WHAT YOU SHOULD DO
Below is a listing. Quote from it, exactly, the lines from the one containing "target | orchestra musician" down to the one containing "target | violinist", both ends included, and nothing else.

SUPPLIED RECORDS
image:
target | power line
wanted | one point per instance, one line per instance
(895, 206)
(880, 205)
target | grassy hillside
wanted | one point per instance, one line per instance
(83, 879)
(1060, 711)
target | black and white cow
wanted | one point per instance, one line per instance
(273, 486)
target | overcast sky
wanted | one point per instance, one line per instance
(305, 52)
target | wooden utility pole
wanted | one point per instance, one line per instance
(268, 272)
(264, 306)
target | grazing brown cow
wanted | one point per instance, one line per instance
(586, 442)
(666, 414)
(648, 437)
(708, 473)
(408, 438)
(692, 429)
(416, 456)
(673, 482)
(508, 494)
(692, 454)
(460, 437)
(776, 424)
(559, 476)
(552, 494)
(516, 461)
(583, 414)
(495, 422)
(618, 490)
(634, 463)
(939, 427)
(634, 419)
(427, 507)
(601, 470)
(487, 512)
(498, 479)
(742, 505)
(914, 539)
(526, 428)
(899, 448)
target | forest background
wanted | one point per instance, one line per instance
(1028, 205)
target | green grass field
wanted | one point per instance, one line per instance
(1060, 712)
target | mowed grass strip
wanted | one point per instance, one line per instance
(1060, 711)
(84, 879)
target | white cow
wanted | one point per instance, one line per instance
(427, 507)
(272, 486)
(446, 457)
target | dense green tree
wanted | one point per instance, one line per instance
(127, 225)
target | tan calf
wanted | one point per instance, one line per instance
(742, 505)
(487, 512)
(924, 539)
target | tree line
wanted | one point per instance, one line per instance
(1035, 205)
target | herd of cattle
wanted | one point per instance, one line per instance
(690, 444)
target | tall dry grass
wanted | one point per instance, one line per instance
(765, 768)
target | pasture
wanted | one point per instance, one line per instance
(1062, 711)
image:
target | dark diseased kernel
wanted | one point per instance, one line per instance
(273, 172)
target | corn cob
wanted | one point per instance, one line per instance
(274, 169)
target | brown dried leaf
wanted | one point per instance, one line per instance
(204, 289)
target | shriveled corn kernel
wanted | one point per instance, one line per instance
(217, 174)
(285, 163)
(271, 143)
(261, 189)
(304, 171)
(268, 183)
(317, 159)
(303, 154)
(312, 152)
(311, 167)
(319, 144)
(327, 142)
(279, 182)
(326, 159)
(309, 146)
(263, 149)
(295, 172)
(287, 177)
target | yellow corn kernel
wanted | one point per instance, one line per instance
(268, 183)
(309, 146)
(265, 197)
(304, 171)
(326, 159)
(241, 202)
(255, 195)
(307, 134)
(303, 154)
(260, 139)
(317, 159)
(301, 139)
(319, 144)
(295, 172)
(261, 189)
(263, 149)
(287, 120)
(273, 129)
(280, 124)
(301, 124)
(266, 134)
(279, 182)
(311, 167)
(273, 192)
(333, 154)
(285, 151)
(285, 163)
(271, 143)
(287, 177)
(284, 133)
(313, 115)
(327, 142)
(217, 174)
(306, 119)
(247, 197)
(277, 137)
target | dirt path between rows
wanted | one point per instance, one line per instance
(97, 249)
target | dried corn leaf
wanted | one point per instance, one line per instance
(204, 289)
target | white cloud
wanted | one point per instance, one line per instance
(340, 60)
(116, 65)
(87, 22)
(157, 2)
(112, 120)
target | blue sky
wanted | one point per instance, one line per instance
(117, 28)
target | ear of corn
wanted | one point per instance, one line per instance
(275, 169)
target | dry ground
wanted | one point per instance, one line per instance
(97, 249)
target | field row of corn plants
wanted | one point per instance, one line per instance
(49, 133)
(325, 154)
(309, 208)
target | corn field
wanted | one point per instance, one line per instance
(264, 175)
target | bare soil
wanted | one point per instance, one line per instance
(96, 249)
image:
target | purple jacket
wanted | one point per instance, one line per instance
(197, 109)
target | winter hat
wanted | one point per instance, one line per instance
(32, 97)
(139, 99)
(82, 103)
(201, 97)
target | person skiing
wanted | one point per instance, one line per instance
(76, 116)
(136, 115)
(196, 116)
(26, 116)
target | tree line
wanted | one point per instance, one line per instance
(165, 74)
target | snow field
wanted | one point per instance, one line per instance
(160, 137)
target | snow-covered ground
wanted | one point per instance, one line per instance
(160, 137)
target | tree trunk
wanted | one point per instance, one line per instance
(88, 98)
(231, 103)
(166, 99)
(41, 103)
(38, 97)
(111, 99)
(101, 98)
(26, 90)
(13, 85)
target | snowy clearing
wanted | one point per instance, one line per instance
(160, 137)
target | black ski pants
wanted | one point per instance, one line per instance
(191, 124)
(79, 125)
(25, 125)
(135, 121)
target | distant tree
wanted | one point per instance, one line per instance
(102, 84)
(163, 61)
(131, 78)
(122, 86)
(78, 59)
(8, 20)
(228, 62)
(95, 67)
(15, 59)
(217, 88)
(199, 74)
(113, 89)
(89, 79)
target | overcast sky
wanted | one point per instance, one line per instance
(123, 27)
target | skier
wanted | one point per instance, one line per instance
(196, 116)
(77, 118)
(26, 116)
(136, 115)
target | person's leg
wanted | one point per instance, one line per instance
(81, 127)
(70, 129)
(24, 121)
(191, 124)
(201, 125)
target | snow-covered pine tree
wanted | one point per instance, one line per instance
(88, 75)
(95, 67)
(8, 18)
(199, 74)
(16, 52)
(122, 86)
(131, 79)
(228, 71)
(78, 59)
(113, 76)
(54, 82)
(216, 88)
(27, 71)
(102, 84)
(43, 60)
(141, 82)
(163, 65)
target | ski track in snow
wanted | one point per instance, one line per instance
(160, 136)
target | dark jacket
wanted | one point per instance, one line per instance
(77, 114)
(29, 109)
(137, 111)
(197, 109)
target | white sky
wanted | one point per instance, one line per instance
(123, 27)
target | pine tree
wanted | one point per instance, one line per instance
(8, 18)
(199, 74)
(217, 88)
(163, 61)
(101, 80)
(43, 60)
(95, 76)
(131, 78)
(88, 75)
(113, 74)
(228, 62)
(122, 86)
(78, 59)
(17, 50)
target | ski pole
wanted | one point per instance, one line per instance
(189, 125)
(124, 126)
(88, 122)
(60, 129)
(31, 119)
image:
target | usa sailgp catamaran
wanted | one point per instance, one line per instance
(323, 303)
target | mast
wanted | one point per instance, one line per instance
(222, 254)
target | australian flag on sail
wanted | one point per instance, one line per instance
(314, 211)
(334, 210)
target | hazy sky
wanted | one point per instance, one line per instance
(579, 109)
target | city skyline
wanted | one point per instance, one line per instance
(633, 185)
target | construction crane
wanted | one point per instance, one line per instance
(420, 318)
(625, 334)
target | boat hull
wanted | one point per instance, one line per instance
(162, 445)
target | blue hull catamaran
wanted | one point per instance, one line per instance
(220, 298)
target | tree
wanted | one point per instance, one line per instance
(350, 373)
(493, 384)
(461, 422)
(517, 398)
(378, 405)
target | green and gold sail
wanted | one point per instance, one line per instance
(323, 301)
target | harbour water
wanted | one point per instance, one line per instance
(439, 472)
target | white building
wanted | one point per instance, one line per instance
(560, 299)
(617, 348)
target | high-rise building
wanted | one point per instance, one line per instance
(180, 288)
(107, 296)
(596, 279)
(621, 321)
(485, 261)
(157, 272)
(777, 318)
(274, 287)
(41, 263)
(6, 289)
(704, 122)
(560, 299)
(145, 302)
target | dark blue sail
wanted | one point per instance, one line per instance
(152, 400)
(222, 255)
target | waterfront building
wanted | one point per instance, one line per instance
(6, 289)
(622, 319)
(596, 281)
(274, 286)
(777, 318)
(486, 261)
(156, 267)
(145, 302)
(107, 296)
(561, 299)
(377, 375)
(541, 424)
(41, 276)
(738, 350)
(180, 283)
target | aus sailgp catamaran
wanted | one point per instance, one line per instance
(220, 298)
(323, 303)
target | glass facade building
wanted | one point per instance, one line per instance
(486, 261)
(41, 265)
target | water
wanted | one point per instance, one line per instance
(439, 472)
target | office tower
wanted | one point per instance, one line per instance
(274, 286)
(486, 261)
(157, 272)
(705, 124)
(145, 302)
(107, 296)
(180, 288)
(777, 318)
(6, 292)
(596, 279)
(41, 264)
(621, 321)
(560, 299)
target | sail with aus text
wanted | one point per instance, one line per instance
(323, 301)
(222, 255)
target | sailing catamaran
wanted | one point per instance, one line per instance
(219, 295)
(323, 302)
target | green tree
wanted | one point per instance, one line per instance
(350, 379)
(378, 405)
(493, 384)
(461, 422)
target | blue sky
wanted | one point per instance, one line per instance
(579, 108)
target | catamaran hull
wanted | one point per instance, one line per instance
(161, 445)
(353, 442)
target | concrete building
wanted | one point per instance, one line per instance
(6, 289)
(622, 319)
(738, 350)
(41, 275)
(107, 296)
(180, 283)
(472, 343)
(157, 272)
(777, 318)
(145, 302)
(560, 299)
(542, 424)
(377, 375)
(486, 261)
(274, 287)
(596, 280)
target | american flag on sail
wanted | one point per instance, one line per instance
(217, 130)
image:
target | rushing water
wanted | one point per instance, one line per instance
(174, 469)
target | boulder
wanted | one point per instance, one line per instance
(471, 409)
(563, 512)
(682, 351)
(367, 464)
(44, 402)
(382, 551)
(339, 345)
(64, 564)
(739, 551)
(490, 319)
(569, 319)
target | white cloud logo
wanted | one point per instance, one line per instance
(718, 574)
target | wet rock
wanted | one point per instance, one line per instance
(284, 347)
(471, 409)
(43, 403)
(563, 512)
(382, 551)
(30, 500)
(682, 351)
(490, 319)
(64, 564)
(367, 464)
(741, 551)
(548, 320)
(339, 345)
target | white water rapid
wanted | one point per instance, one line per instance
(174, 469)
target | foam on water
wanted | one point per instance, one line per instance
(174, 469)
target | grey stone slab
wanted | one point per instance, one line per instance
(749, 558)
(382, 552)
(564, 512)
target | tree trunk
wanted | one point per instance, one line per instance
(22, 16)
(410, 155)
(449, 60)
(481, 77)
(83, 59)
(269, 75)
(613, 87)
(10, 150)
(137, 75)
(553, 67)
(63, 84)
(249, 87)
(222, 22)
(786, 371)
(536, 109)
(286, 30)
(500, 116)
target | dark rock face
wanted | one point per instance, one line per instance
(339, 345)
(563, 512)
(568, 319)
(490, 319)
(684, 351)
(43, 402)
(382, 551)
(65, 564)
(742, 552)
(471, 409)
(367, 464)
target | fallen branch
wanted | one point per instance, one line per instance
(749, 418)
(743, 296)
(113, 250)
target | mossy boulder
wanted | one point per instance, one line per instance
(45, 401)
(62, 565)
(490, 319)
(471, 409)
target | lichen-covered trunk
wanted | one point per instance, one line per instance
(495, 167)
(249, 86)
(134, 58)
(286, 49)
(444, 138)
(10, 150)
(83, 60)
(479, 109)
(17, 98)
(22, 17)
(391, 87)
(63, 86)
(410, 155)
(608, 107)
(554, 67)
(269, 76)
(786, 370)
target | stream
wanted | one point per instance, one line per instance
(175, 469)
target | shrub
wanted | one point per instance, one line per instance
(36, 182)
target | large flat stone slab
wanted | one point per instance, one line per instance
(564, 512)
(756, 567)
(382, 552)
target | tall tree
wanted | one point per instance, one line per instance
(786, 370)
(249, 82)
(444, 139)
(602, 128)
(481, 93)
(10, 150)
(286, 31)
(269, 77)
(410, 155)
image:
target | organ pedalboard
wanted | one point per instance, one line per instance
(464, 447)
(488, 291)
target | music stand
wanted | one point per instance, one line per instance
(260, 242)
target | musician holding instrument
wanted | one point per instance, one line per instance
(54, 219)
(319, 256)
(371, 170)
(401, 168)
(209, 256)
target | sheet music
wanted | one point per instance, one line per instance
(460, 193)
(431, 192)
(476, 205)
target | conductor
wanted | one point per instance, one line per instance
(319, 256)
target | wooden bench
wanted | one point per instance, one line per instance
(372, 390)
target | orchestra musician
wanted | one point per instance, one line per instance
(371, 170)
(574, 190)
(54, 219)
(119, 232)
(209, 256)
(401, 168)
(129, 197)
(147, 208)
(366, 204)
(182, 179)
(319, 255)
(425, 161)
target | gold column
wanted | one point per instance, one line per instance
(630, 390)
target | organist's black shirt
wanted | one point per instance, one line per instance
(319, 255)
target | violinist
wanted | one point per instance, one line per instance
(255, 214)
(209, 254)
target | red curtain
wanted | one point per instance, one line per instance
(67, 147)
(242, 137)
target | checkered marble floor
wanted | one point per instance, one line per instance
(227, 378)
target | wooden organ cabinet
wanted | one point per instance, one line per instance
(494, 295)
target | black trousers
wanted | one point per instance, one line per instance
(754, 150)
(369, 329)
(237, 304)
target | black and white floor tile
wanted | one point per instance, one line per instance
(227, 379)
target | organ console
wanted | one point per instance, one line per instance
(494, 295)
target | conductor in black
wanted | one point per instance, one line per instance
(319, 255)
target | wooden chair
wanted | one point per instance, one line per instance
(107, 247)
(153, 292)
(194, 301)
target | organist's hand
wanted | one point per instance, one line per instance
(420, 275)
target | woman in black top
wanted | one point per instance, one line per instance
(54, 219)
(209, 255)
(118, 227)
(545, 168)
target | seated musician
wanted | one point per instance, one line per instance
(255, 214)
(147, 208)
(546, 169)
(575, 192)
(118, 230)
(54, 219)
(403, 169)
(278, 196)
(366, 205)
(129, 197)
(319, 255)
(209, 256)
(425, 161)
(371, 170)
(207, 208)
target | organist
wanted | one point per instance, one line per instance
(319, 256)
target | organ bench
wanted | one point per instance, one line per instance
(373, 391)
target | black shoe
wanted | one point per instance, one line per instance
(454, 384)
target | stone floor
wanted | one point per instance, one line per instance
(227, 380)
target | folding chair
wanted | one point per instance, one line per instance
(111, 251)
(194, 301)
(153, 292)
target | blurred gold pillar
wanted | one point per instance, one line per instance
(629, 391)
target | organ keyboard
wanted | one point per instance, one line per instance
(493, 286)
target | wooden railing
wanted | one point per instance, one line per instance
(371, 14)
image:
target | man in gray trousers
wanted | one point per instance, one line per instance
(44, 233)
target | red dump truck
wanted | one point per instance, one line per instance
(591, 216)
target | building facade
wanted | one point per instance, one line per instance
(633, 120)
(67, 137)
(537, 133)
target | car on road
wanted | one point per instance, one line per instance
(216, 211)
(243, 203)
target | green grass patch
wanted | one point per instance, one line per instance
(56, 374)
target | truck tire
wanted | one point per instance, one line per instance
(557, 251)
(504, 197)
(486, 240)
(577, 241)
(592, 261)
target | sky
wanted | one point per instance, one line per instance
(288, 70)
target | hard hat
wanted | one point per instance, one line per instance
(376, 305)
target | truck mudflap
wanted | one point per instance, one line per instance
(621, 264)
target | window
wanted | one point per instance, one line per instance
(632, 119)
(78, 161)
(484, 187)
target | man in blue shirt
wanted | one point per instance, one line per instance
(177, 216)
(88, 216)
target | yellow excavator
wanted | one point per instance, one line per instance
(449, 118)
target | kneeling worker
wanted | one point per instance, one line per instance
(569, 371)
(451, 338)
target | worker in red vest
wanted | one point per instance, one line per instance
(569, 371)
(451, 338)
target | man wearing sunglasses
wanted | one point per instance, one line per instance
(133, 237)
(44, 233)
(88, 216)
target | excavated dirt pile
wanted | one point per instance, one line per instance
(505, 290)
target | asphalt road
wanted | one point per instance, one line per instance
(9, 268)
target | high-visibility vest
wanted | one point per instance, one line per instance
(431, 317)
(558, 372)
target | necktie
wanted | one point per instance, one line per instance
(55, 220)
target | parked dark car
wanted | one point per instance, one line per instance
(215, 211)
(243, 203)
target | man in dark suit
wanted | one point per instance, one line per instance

EXERCISE OUTPUT
target | orchestra musician
wanted | one point per instance, one line per instance
(371, 170)
(574, 190)
(54, 219)
(119, 232)
(209, 256)
(401, 168)
(129, 197)
(147, 208)
(366, 204)
(182, 179)
(319, 255)
(425, 161)
target | gold column
wanted | one point per instance, one line per instance
(630, 390)
target | organist's black shirt
wanted | one point per instance, one line per instance
(319, 255)
target | violinist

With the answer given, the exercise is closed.